Given request:
Include in the output the line containing "Guideline: one marker per instance of the fishing line, placed" and each subsequent line of the records, through the end, transcribed exactly. Add nothing else.

⟨

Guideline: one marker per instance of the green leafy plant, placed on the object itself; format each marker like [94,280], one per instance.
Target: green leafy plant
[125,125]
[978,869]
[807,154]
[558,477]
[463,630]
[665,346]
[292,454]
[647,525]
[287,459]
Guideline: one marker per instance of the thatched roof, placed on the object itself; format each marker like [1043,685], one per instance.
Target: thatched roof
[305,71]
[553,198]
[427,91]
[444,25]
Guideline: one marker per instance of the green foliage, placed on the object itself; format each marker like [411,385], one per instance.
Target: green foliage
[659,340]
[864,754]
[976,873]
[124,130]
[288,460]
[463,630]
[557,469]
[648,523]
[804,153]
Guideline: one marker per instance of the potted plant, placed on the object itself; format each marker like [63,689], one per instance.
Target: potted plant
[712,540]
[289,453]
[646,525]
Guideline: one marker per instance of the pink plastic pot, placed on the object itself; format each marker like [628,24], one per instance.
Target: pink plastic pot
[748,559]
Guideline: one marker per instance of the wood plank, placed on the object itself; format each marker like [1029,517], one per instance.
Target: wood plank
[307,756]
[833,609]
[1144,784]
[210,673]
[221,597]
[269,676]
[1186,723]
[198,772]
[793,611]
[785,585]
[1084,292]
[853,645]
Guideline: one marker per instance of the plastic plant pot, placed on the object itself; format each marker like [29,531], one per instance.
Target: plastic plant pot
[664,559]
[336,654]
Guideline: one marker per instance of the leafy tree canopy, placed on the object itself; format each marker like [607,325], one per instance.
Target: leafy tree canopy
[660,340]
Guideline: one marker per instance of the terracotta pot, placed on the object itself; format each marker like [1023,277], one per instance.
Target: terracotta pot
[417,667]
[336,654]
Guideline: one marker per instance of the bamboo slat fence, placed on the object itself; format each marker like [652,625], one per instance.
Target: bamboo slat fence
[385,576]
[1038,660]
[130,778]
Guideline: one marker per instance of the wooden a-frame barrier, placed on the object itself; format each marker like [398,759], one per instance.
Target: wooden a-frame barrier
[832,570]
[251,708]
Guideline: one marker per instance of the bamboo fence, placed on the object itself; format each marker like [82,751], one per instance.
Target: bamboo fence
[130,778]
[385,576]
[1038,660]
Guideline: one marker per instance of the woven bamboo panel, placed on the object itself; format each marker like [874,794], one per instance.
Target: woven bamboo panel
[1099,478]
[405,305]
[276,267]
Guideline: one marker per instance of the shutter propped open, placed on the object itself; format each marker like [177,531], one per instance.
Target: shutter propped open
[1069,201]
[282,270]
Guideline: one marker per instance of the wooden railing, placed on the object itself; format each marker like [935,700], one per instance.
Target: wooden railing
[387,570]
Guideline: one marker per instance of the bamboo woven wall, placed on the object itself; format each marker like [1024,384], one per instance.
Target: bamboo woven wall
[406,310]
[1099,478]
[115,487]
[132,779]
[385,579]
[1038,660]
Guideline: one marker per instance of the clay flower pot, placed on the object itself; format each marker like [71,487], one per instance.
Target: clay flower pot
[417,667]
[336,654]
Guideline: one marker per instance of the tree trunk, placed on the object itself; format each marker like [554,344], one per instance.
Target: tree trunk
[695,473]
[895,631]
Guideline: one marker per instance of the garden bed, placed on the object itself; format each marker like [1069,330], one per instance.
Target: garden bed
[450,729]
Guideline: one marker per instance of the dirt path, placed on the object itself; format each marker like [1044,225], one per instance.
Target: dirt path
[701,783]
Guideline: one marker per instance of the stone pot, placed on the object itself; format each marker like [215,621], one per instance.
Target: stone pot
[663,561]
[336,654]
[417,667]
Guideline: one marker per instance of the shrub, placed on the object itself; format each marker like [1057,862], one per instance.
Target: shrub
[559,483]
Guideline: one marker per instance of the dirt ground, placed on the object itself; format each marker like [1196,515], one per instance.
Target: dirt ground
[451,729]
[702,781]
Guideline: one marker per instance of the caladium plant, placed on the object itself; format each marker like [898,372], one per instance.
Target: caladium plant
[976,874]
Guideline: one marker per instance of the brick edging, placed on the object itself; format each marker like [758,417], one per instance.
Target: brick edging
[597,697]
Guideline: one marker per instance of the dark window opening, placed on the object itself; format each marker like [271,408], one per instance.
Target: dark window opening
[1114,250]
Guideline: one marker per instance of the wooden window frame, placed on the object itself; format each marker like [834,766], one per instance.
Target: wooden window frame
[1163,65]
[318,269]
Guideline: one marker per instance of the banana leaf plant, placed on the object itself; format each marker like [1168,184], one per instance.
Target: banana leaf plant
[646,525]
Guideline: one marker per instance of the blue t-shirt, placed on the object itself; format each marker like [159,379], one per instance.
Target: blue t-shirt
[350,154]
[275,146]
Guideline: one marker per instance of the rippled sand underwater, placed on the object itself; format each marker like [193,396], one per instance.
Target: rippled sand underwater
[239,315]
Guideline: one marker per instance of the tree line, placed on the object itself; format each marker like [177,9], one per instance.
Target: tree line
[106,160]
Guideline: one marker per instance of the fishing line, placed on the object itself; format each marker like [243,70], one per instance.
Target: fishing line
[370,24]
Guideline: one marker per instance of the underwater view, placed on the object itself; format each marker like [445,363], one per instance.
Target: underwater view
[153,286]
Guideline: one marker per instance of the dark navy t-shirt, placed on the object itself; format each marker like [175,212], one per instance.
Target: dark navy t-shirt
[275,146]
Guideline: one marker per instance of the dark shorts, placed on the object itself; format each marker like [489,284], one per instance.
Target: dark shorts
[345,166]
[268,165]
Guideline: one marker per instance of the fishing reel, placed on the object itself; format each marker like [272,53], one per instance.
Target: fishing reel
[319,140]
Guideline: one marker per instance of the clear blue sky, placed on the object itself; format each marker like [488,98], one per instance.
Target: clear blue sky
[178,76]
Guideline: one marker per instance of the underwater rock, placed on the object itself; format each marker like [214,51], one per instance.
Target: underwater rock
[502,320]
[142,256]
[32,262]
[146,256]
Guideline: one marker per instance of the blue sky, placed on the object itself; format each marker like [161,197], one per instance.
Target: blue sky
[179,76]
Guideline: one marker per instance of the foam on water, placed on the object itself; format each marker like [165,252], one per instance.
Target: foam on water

⟩

Exercise output:
Guideline: one marker per instance of the fishing line, placed on the object itself; format each marker like [243,70], one per instance.
Target: fishing line
[370,24]
Guideline: one marker per instance of the underwater view, placed on the object itself; format each marker like [445,363], one per instance.
Target: underwater view
[153,286]
Guideline: one marker per instance of the dark navy t-shirt, placed on the object itself; format each marker like [175,212], one per instance.
Target: dark navy t-shirt
[275,146]
Guideline: one marker per instance of the dark shorts, placed on the object itself; format each marker like [489,284], one per instance.
Target: dark shorts
[345,166]
[268,165]
Guideline: one marker per instance of the fishing reel, placed on the object itself; format each marker like [272,53], one per instance.
Target: fishing reel
[319,140]
Guideline: one marker per instance of the clear blue sky, placed on the object itself; format each marker like [488,98], one per instance.
Target: clear blue sky
[178,76]
Guideline: one marker per instance of the underwater rock, placed on the object itself; format each marker like [214,51], one per instance.
Target: underwater rock
[502,320]
[142,256]
[32,262]
[146,256]
Guideline: one marker per instance of the blue sky, placed on the object itself; format each marker like [161,197], one per instance.
Target: blue sky
[179,76]
Guideline: one marker per instance of the foam on water, placed on the object itself; format each marker like [165,252], one per instance.
Target: foam on water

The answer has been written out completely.